[Opening Exercise data section]

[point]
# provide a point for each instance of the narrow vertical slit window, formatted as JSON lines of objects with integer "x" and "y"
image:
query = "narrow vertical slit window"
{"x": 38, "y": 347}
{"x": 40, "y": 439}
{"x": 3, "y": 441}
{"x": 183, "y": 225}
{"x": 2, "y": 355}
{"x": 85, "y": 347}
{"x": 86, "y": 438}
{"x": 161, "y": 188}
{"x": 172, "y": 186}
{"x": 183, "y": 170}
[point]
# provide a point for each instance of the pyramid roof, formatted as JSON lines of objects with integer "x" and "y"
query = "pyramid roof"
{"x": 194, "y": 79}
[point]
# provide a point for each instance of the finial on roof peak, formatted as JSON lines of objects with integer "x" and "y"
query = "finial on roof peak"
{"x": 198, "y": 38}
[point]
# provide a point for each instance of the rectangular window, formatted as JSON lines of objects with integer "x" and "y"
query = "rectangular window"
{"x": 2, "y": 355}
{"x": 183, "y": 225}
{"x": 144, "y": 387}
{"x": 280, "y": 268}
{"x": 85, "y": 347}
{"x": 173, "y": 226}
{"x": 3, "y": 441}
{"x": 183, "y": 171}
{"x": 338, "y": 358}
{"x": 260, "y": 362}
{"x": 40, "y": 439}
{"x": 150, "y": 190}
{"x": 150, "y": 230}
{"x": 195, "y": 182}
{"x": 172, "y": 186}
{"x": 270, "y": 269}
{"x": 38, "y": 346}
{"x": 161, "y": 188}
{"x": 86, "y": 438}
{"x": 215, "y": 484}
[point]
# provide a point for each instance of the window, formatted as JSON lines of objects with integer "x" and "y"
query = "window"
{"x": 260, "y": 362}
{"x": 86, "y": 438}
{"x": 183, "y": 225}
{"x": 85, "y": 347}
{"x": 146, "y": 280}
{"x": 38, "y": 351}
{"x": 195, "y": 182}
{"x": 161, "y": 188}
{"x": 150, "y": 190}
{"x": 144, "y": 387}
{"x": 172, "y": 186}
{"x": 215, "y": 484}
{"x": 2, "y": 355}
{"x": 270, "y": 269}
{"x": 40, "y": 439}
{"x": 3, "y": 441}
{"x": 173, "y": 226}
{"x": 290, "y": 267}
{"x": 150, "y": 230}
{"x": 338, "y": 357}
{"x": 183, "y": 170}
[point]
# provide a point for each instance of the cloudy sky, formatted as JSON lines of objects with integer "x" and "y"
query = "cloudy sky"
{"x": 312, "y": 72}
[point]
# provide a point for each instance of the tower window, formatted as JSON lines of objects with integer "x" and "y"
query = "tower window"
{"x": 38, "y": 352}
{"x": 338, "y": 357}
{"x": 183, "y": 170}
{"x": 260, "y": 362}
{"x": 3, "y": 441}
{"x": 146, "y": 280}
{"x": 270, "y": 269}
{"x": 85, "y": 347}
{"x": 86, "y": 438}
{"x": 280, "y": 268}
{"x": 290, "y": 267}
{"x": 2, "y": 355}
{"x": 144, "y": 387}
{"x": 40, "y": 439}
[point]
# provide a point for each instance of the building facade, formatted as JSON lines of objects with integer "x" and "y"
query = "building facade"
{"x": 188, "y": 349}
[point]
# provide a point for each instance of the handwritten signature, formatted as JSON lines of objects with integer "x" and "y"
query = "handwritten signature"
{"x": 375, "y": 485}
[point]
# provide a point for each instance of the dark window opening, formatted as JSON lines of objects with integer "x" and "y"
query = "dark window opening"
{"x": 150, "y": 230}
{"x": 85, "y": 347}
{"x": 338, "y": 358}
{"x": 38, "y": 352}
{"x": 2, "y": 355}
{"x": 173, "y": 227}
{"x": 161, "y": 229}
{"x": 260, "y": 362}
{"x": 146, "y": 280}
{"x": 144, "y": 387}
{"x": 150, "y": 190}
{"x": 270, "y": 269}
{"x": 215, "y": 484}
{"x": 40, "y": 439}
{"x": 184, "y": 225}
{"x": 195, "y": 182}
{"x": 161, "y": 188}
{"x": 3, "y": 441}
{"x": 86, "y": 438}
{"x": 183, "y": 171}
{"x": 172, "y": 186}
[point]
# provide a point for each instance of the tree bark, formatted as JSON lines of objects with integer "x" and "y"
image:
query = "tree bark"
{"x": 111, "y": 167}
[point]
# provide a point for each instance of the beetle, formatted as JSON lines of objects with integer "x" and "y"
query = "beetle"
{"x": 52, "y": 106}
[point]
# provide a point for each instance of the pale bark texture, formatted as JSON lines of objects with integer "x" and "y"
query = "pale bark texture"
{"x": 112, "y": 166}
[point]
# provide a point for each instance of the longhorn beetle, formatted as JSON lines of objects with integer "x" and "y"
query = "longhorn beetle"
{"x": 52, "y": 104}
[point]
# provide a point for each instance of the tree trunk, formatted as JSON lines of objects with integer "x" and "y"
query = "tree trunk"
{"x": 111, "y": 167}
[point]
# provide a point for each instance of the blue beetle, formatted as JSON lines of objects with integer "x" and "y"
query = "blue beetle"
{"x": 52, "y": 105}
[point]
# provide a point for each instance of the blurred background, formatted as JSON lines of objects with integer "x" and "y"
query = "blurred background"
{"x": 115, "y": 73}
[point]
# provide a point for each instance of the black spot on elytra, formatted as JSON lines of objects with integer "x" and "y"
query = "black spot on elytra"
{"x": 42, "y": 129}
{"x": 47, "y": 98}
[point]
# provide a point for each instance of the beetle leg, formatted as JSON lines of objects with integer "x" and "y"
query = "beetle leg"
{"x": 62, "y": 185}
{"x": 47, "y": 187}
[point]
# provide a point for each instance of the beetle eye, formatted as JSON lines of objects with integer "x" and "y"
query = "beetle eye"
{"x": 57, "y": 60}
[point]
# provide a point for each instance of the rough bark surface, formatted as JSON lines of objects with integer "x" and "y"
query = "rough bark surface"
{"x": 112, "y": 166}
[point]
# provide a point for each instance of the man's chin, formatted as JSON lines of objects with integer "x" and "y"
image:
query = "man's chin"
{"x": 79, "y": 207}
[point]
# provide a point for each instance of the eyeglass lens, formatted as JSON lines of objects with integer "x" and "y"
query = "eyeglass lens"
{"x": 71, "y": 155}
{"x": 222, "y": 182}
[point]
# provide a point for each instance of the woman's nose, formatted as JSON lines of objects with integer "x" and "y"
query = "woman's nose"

[Closing Exercise data section]
[Opening Exercise data section]

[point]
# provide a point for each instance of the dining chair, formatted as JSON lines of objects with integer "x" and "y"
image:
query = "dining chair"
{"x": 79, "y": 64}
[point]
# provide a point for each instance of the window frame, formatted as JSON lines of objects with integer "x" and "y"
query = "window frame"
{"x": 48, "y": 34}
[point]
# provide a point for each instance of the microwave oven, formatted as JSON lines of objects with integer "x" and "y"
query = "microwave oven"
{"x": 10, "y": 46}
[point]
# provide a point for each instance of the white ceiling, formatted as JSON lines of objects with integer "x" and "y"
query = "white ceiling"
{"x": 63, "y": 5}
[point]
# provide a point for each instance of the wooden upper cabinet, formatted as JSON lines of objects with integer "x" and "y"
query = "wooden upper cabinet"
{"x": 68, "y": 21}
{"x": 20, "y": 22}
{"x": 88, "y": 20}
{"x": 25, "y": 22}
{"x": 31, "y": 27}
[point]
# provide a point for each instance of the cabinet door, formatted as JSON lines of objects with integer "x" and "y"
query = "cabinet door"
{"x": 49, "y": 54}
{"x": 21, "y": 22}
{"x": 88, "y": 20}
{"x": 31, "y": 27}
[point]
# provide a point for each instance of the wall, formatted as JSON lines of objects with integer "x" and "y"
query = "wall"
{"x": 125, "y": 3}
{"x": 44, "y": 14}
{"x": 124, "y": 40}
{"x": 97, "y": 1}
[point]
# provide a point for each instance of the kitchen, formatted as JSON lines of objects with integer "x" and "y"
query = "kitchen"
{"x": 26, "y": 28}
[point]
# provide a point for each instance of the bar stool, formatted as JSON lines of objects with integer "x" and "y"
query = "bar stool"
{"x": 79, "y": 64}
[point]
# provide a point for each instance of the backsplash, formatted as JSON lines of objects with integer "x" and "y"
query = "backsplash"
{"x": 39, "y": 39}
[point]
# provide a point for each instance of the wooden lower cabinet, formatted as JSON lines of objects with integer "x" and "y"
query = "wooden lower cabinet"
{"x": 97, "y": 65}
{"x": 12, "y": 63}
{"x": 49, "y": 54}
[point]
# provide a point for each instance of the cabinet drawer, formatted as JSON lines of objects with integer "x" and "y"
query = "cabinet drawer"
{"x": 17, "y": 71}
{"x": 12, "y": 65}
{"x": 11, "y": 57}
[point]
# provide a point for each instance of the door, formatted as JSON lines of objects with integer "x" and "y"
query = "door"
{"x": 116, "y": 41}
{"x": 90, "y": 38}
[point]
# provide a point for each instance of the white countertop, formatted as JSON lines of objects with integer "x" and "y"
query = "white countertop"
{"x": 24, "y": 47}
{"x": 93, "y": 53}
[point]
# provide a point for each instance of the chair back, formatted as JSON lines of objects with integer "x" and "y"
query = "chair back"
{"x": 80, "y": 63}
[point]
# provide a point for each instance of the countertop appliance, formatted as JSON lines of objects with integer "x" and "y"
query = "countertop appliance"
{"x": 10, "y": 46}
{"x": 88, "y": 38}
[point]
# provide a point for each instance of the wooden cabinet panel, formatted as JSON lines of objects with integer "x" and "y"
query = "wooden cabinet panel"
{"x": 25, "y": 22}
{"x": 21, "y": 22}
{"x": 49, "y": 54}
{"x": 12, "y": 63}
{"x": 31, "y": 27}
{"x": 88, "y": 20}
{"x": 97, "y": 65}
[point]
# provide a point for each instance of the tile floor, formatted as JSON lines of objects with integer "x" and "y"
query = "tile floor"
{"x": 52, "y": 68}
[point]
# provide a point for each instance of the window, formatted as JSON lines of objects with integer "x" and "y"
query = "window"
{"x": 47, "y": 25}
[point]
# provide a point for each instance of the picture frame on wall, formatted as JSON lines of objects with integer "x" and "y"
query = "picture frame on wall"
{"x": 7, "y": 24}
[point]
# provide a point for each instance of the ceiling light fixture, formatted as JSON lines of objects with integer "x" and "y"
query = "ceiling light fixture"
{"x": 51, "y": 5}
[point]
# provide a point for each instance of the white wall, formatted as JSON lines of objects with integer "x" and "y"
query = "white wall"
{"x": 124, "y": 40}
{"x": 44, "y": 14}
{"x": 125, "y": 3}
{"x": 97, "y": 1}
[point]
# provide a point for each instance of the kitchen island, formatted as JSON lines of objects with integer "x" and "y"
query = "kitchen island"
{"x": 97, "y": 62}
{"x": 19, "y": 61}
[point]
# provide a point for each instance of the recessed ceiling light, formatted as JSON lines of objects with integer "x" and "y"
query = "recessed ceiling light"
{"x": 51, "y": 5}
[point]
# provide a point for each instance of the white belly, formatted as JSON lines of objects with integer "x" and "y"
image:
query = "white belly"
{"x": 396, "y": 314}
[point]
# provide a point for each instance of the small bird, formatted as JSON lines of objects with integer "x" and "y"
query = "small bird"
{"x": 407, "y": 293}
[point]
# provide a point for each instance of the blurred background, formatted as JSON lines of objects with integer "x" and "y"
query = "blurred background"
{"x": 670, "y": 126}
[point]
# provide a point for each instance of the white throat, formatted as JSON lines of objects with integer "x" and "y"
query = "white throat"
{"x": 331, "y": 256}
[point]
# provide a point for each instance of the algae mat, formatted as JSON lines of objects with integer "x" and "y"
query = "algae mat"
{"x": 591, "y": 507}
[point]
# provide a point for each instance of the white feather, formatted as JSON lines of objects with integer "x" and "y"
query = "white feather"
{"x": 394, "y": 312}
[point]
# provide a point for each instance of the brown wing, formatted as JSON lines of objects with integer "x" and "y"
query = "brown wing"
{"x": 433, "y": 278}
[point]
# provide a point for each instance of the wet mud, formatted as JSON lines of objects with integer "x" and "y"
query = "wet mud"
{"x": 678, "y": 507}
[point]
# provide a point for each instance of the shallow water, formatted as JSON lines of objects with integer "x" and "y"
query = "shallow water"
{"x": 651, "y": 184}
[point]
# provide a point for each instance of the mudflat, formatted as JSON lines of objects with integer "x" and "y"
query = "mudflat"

[Closing Exercise data section]

• Your instructions
When a line in the material above holds the word "mudflat", copy that line.

• Answer for this exercise
# provide a point for each instance of the mudflat, formatted as JSON lines of objects with integer "x" and "y"
query = "mudflat"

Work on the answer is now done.